Source extract:
The pace of innovation is also escalating. Compounding that is the emergence of entrepreneurs who Pane concurred have changed the industry. “I personally think it is a good thing, so thank you to all the entrepreneurs who keep us on our toes.”

In fact, he’s prompting Coty executives to duplicate the spirit associated with fledgling brands. “I tell people to think like a start-up, to keep disrupting the industry rather than be disrupted.” As part of that push he also tells his team to think of a new venture in regard to whether they would do it if they were spending their own money. “If not, then think twice before making that decision on behalf of the company.”

The time for change is coming to big companies as the beauty industry becomes more complex. “Our instinct is to dislike complexity,” he acknowledged. “But in reality, I think it is here to stay. Complexity in the beauty industry is the new normal and either we embrace it and make it part of how we do business or we’re never going to be around to experience the beautiful growth of this industry.”

Beauty is more than selling products, it is about an intimate connection. “Don’t get me wrong, I love selling product. But it is about a deep connection to the consumer that motivates me every day,” Pane added.

Pane admitted Coty has big challenges as it digests brands, some of which admittedly weren’t as healthy as they once were. “We are starting a new adventure and I’m proud of what we’ve achieved in the last eight months. It is a hell of a start,” he said.

Goal of the exercise: In the text about Coty, turn the paragraph that begins "In fact, he's prompting Coty executives" into a short bulleted list of its main points.

Location identification items
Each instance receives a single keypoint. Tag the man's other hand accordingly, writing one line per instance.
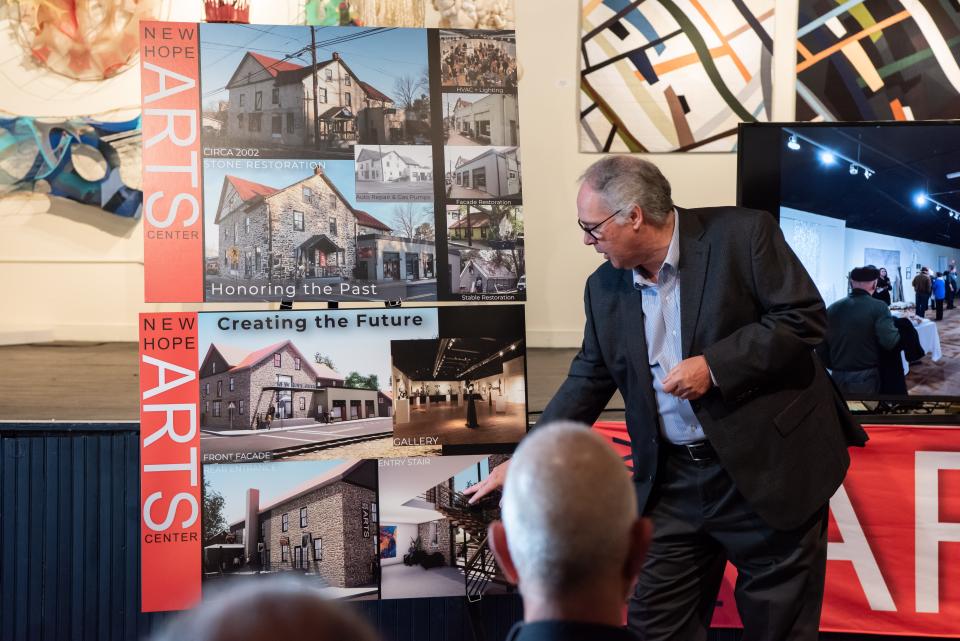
(495, 480)
(689, 380)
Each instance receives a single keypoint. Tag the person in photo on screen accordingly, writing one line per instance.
(859, 328)
(573, 548)
(884, 286)
(706, 322)
(922, 286)
(939, 288)
(952, 284)
(264, 610)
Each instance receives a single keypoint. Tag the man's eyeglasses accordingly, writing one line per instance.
(591, 228)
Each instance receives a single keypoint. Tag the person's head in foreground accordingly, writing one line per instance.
(570, 537)
(268, 609)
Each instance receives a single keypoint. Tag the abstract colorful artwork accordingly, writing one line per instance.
(388, 541)
(35, 151)
(673, 75)
(878, 60)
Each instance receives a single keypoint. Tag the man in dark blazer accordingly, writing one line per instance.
(706, 322)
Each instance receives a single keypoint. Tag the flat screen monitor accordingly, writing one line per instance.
(880, 194)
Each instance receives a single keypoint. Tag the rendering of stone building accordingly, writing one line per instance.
(491, 120)
(390, 166)
(325, 527)
(271, 103)
(307, 229)
(239, 388)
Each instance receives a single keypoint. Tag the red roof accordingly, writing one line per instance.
(374, 93)
(247, 189)
(366, 220)
(273, 65)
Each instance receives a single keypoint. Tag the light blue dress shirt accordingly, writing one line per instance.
(661, 326)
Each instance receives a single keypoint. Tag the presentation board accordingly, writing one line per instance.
(330, 164)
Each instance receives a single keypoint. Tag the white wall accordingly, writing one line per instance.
(71, 272)
(405, 532)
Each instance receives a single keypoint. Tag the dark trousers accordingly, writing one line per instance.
(700, 521)
(923, 301)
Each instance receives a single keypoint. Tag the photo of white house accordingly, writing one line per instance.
(481, 119)
(482, 172)
(394, 172)
(286, 102)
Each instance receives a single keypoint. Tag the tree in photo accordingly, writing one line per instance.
(213, 523)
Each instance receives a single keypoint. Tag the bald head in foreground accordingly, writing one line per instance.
(267, 609)
(570, 536)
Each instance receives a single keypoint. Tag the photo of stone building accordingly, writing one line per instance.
(481, 119)
(319, 520)
(485, 173)
(459, 391)
(295, 105)
(278, 385)
(394, 172)
(441, 546)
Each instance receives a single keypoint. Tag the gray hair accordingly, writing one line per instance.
(624, 181)
(568, 510)
(264, 609)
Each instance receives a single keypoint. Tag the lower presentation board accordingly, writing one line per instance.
(259, 417)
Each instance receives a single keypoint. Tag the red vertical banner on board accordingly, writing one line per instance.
(170, 515)
(173, 221)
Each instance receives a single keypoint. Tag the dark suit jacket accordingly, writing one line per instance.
(747, 304)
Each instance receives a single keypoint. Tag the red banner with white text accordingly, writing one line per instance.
(170, 523)
(173, 229)
(894, 539)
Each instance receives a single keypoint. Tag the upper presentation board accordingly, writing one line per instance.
(330, 164)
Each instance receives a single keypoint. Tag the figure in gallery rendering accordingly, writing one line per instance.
(724, 356)
(471, 407)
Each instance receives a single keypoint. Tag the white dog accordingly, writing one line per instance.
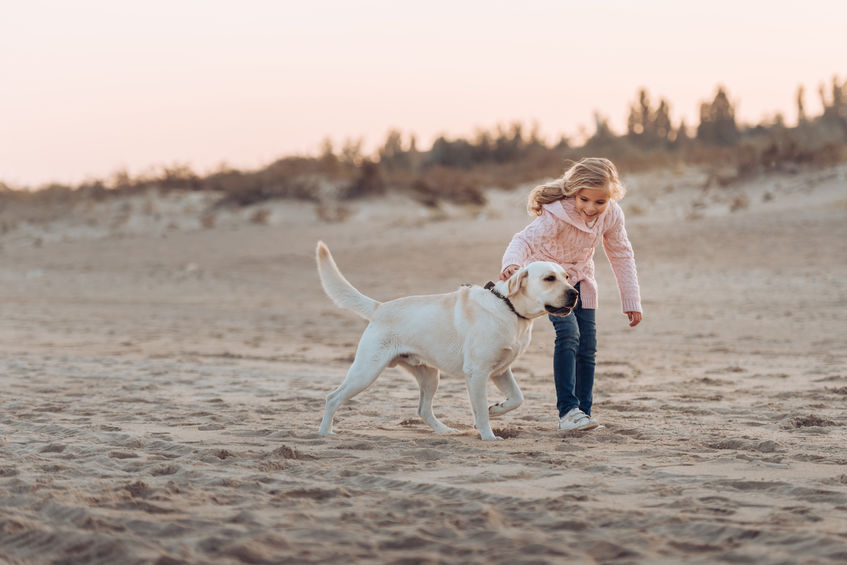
(476, 332)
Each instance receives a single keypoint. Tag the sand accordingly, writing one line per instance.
(164, 368)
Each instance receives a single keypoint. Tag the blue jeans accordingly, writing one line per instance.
(573, 358)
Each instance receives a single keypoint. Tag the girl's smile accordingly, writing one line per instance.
(591, 203)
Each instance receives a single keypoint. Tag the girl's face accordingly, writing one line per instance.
(592, 202)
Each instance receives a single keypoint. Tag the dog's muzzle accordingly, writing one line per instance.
(570, 299)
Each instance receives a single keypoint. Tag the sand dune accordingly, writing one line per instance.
(164, 378)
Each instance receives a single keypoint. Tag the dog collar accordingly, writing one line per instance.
(490, 286)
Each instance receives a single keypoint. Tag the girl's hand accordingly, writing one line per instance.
(508, 272)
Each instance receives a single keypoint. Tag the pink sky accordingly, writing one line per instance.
(89, 87)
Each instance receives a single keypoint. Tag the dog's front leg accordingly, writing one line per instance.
(508, 386)
(478, 392)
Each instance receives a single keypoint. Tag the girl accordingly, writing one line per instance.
(574, 213)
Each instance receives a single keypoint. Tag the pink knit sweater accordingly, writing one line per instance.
(561, 236)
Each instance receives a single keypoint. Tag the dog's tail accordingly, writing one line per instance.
(338, 288)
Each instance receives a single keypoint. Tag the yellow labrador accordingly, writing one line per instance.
(475, 332)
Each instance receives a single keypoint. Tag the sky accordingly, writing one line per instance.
(91, 87)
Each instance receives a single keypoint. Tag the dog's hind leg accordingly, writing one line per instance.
(369, 363)
(508, 386)
(427, 378)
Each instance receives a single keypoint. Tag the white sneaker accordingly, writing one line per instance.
(577, 420)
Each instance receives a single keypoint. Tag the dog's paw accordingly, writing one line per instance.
(496, 409)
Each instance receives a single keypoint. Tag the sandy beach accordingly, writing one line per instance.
(164, 367)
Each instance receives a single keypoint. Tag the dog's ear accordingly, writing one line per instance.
(516, 282)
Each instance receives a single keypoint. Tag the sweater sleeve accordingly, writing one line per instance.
(622, 259)
(525, 242)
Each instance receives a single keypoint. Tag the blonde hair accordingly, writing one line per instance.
(589, 172)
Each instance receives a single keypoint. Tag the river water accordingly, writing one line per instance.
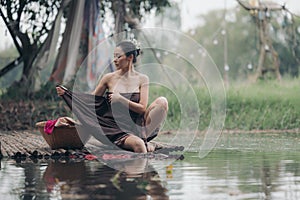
(241, 166)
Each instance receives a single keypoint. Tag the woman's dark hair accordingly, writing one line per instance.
(129, 49)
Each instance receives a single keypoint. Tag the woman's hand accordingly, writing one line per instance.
(60, 91)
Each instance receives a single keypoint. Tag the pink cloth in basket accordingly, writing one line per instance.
(61, 121)
(49, 126)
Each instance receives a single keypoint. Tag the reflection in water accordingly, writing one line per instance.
(92, 180)
(233, 170)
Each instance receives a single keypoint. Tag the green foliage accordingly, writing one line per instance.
(137, 7)
(261, 106)
(243, 41)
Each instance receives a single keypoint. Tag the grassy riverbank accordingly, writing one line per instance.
(259, 106)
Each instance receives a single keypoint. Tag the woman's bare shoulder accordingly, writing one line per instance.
(143, 77)
(108, 76)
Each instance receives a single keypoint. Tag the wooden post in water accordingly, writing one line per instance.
(0, 154)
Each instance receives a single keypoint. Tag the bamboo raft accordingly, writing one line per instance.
(26, 146)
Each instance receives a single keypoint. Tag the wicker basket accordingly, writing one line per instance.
(65, 137)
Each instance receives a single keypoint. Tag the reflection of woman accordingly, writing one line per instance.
(126, 90)
(102, 182)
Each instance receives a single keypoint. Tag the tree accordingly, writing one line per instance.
(28, 22)
(131, 12)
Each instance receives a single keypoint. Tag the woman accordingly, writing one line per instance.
(127, 88)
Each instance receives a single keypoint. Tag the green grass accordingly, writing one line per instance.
(260, 106)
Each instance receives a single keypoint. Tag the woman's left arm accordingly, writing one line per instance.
(141, 106)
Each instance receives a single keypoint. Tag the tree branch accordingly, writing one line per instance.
(11, 31)
(10, 66)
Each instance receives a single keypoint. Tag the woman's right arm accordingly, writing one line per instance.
(102, 86)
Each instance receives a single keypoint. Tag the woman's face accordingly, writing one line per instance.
(120, 59)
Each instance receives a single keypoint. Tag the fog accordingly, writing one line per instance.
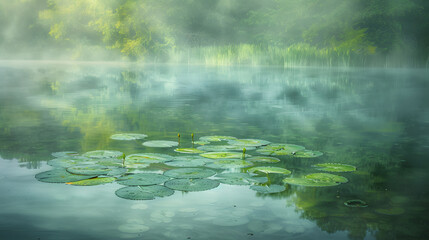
(382, 33)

Reply:
- Pane urges Coty executives to adopt the spirit of fledgling brands and think like a start-up.
- He wants them to keep disrupting the industry rather than be disrupted.
- He tells his team to judge a new venture by whether they would pursue it with their own money.
- If not, they should think twice before making that decision for the company.